_Source data_
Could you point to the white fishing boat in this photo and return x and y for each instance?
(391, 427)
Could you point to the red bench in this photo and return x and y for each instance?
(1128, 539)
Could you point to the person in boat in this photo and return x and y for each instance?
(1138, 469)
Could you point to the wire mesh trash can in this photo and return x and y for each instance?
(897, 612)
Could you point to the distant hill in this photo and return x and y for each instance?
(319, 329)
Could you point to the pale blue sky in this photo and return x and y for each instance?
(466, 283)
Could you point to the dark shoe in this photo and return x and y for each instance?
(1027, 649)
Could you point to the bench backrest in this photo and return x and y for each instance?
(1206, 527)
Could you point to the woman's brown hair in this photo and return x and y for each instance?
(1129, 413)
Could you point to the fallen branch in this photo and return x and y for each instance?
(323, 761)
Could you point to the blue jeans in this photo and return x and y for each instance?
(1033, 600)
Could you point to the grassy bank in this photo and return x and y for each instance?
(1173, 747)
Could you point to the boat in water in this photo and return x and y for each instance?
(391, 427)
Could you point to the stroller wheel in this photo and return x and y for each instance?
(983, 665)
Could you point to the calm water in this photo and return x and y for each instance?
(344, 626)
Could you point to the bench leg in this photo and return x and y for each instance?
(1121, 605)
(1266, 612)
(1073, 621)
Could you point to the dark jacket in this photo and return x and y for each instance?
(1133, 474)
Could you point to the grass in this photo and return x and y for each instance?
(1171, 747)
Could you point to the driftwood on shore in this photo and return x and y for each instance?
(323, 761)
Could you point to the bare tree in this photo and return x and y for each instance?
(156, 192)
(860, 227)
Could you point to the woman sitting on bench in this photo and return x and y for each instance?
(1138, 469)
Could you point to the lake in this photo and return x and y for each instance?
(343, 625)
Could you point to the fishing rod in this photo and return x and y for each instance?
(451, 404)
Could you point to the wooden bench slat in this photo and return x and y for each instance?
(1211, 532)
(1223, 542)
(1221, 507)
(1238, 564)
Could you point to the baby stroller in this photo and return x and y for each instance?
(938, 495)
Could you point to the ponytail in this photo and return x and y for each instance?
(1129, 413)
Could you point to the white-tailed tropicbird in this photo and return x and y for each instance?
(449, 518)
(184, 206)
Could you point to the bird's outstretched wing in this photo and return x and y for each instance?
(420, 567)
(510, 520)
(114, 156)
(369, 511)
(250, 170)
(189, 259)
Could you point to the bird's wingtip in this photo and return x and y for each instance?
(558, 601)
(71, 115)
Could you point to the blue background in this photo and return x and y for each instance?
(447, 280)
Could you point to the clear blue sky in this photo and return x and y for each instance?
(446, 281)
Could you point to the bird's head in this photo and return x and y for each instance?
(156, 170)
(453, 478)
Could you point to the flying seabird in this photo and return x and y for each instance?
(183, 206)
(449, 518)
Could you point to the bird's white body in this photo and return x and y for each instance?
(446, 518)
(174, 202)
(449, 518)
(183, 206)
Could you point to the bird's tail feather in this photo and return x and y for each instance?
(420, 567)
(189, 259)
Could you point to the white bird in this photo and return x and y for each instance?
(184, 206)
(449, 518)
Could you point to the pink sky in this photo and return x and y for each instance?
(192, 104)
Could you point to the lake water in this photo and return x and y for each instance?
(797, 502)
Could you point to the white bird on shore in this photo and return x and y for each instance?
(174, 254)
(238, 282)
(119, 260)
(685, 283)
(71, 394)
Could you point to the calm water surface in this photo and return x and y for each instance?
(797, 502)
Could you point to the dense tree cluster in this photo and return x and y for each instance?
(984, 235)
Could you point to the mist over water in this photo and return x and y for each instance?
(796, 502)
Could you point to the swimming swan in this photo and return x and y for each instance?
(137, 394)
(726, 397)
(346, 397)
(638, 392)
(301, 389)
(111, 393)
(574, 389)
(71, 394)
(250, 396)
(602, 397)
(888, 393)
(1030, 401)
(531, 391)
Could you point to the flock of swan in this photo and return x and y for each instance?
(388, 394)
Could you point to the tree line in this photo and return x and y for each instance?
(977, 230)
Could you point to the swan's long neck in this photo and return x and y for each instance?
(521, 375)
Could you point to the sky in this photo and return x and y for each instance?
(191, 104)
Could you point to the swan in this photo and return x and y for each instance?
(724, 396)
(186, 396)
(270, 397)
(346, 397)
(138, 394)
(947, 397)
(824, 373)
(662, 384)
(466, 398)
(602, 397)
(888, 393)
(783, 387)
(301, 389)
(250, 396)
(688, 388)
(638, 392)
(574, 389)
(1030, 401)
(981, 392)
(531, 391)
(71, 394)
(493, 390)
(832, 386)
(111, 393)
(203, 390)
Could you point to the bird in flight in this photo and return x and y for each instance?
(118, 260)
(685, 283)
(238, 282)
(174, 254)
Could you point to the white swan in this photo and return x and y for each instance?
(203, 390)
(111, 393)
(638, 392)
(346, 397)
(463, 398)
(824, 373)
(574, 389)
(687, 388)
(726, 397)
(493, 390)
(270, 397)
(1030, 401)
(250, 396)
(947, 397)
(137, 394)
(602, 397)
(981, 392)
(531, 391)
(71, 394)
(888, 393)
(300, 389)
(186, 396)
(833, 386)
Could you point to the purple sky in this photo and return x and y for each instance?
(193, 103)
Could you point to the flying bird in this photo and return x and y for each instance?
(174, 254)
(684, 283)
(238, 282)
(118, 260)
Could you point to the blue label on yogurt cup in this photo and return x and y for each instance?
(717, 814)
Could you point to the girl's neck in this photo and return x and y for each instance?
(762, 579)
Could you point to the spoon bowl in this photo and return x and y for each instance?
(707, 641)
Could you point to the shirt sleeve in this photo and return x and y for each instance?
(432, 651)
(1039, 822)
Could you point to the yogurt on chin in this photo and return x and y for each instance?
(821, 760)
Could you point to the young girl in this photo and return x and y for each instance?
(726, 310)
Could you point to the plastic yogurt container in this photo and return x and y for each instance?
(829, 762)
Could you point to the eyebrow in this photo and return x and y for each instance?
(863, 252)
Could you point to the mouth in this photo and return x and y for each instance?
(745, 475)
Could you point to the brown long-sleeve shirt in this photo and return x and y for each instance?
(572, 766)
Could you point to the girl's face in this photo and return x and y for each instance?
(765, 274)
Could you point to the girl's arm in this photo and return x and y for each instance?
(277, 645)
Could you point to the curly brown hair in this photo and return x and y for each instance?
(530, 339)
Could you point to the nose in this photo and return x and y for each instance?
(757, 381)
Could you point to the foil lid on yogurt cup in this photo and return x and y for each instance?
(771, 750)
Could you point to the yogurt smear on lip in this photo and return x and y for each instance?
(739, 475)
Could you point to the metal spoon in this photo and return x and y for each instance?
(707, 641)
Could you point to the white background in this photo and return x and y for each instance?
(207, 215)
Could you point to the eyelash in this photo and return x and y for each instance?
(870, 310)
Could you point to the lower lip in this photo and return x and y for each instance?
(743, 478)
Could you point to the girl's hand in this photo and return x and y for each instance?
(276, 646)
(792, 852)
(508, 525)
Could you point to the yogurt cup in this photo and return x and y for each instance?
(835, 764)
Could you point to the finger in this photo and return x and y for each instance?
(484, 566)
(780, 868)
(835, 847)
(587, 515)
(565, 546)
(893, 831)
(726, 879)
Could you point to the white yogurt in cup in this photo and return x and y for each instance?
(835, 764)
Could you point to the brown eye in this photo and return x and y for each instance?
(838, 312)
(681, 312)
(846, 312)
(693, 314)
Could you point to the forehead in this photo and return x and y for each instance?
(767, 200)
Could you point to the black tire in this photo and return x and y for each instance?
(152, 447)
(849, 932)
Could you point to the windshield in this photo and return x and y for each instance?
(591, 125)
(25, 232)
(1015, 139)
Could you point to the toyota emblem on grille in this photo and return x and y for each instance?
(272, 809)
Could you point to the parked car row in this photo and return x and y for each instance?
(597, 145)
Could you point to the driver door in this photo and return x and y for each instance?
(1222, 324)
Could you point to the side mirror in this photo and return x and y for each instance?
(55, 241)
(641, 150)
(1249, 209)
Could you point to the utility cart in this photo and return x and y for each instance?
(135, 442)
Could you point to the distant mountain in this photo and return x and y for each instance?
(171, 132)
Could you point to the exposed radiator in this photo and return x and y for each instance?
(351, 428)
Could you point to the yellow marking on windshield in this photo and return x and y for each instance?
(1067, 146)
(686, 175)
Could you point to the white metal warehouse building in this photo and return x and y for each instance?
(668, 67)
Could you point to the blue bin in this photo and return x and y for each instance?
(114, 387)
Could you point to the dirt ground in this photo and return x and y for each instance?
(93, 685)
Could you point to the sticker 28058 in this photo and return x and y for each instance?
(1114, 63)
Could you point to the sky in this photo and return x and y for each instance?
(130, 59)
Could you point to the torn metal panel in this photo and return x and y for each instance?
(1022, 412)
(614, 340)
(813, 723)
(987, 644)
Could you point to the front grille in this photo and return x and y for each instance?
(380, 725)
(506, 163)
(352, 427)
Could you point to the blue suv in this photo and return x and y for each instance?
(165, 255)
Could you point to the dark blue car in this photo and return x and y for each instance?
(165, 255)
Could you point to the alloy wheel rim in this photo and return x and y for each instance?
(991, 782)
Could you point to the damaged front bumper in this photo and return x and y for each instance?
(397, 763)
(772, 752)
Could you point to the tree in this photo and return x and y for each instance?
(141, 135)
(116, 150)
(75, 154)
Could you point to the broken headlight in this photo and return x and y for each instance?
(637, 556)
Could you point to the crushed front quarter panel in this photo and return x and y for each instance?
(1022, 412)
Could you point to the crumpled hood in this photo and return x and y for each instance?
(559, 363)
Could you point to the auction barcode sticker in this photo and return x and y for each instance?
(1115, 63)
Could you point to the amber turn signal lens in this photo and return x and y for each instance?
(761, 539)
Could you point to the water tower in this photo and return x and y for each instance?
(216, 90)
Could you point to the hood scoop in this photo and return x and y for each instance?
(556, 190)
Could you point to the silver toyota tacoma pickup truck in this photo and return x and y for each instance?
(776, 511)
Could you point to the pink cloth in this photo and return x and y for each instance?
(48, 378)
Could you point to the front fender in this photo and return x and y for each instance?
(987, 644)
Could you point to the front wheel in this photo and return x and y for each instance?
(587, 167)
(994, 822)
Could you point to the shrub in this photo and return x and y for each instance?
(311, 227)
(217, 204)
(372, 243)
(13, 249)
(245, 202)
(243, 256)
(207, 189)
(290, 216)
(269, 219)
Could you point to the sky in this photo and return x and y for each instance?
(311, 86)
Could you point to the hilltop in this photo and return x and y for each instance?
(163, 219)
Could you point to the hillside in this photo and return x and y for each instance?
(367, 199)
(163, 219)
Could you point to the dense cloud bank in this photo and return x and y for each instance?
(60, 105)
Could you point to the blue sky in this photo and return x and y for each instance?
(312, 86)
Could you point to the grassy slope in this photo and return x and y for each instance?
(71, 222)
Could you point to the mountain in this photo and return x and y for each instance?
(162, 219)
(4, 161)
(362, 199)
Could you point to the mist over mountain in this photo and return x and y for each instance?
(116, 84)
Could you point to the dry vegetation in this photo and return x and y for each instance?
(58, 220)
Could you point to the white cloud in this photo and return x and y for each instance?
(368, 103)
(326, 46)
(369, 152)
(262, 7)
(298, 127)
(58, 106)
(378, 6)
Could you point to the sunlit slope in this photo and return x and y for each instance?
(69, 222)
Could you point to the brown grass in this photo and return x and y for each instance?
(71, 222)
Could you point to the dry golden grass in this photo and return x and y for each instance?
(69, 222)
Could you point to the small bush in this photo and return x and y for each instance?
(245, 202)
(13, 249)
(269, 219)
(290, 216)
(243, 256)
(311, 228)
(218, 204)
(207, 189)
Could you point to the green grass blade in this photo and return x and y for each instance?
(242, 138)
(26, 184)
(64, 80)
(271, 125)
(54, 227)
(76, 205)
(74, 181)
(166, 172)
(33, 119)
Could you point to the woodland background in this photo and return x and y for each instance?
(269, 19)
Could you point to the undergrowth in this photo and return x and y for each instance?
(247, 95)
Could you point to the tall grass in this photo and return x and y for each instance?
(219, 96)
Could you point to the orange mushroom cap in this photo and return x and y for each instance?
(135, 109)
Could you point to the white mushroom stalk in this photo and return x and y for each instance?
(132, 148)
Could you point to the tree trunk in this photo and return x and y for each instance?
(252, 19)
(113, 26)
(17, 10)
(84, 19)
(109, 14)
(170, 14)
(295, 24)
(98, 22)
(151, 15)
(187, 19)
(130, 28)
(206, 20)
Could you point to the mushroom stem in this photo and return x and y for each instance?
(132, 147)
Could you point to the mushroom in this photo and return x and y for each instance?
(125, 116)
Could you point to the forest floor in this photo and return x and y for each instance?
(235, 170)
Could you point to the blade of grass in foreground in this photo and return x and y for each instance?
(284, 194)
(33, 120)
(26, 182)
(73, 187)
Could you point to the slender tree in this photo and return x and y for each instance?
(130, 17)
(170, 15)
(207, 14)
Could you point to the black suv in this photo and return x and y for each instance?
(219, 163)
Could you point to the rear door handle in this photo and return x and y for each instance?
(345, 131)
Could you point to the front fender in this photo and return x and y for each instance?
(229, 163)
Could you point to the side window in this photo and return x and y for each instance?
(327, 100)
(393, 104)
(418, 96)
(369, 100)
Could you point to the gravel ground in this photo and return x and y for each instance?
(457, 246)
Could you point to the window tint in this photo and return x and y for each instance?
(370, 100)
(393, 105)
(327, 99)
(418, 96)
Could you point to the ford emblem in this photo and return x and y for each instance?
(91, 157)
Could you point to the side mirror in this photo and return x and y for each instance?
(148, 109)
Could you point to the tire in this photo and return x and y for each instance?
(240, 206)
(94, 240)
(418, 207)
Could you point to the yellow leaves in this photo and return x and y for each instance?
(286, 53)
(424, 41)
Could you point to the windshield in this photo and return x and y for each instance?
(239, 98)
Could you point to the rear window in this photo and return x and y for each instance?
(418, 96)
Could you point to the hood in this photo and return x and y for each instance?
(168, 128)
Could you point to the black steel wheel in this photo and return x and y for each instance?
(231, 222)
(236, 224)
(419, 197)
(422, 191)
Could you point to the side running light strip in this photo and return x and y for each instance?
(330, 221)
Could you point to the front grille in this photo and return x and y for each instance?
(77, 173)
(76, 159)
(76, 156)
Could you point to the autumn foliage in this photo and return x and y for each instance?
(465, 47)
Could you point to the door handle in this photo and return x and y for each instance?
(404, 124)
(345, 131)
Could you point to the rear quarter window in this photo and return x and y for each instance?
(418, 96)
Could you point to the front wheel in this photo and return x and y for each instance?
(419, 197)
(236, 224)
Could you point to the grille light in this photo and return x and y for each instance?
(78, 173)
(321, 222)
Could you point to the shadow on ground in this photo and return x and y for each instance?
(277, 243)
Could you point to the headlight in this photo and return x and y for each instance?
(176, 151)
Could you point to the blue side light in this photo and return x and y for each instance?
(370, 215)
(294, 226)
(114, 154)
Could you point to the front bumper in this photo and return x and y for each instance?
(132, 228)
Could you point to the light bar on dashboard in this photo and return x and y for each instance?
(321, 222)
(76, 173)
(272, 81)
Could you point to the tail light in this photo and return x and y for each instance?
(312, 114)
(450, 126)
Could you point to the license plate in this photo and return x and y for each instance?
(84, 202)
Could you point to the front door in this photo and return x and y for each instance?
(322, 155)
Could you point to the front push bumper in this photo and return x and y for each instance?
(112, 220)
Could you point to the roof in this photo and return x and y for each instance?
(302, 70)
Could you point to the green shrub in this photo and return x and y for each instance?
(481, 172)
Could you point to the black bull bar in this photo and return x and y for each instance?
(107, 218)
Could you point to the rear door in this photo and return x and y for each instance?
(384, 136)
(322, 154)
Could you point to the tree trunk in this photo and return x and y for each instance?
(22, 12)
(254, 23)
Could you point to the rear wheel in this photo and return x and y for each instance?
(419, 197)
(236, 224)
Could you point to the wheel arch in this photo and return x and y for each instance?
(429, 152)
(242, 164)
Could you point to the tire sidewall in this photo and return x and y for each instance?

_Required task_
Rewrite the lines from the one holding "Could you point to the headlight" through the end of the records, putting "back" in place of "rear" and keeping everything else the same.

_Written reply_
Could you point to the headlight in this photo and return x and y for each instance?
(176, 151)
Could you point to the blue side light in this photo and return x and y for each instance?
(370, 215)
(294, 226)
(114, 154)
Could you point to the front bumper in this photo and return x and y for each instance?
(132, 228)
Could you point to the light bar on dashboard in this photo and return x and y for each instance?
(321, 222)
(76, 173)
(272, 81)
Could you point to the tail light in this photo and return x and y for each instance?
(312, 114)
(450, 126)
Could you point to the license plate in this photo and return x and y for each instance?
(84, 202)
Could you point to the front door in this photo and return x and y for each instance?
(322, 155)
Could you point to the front push bumper in this photo and return x and y for each instance?
(112, 220)
Could you point to the roof in this photo and return x and y for each instance?
(302, 70)
Could you point to the green shrub in this photo and return x and y for each instance?
(481, 172)
Could you point to the black bull bar in this photo and return x and y for each instance?
(107, 218)
Could you point to the back door in this photo and return x and y for each instance?
(384, 136)
(322, 154)
Could you point to the tree trunk in this photo and return x and y for each instance?
(22, 12)
(254, 23)
Could you point to the back wheel in this photo and return x and y for each instance?
(419, 197)
(236, 224)
Could you point to the wheel arch in this photo and return x and y for each instance?
(429, 152)
(242, 164)
Could you point to the tire sidewall in this photo and return x and y for each instance?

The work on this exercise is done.